*Set exercise*
Convert the entries, from the first one through the line containing "[370,96,385,178]", into a two-column CSV with the headers request_text and answer, one row per entry. Put each field in double quotes and replace any line breaks inside a field with spaces.

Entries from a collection
▶

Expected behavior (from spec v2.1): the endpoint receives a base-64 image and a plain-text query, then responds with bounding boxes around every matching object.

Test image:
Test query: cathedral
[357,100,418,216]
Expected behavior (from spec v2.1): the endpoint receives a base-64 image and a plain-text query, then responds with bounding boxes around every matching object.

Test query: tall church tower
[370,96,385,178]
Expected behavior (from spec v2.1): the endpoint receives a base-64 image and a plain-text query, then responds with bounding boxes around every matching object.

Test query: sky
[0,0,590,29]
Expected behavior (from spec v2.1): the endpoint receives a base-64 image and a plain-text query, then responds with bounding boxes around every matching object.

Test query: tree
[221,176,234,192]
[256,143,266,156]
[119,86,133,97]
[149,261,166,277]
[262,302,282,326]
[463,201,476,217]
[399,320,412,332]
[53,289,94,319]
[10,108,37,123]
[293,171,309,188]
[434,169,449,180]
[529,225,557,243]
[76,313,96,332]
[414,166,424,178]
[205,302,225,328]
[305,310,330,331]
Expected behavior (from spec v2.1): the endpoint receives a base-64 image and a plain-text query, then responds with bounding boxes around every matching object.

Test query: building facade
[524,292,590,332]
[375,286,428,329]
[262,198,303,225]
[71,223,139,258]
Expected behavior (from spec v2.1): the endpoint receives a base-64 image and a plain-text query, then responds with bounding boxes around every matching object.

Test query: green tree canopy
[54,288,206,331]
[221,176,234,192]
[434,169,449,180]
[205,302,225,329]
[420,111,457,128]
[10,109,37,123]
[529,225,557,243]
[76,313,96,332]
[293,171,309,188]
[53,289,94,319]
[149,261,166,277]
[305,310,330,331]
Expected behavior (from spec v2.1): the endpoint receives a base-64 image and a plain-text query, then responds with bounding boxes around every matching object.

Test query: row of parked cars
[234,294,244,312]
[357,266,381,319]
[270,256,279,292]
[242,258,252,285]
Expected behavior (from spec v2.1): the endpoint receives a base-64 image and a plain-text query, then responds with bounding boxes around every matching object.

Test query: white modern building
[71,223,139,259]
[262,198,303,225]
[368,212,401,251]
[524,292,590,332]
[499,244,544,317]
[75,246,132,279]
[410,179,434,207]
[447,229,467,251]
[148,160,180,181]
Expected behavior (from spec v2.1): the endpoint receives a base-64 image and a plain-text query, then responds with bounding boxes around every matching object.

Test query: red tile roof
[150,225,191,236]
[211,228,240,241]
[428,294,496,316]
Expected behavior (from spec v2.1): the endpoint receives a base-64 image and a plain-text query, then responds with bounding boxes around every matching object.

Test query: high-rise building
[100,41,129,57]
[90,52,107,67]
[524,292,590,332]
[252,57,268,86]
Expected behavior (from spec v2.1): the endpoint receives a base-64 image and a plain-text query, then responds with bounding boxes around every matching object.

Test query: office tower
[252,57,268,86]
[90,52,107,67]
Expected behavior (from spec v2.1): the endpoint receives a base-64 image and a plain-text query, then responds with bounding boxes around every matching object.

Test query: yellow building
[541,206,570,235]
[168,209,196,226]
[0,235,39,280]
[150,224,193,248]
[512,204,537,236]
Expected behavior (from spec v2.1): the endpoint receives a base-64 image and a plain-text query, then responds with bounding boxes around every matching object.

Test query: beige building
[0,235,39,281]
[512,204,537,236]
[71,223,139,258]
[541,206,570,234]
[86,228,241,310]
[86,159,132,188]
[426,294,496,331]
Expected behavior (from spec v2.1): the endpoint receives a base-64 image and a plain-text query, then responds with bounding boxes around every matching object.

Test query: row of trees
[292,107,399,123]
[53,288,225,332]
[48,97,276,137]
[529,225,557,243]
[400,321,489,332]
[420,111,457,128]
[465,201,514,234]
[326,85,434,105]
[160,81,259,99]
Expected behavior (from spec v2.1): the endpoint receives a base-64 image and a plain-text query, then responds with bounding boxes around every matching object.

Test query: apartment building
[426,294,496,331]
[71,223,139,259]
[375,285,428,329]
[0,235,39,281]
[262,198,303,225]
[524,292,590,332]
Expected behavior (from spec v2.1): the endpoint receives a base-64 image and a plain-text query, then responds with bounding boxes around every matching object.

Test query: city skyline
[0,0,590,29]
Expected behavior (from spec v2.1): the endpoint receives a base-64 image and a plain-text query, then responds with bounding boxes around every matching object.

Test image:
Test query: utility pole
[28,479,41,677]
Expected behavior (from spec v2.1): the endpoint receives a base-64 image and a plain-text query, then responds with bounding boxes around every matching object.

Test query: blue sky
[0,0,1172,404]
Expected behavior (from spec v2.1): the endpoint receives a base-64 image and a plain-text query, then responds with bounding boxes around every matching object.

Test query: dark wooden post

◀

*Result of this task*
request_text,answer
"Expected behavior (from spec v2.1): the endpoint receives a base-64 image and a plain-text query, then responds with bounding boxes around every matching object. Test image: Test query: cathedral","[357,100,418,216]"
"Expected behavior (from spec v2.1): the endpoint receives a base-64 image and a plain-text query, then responds with bounding boxes around every matching object. Test query: tall church tower","[370,96,385,178]"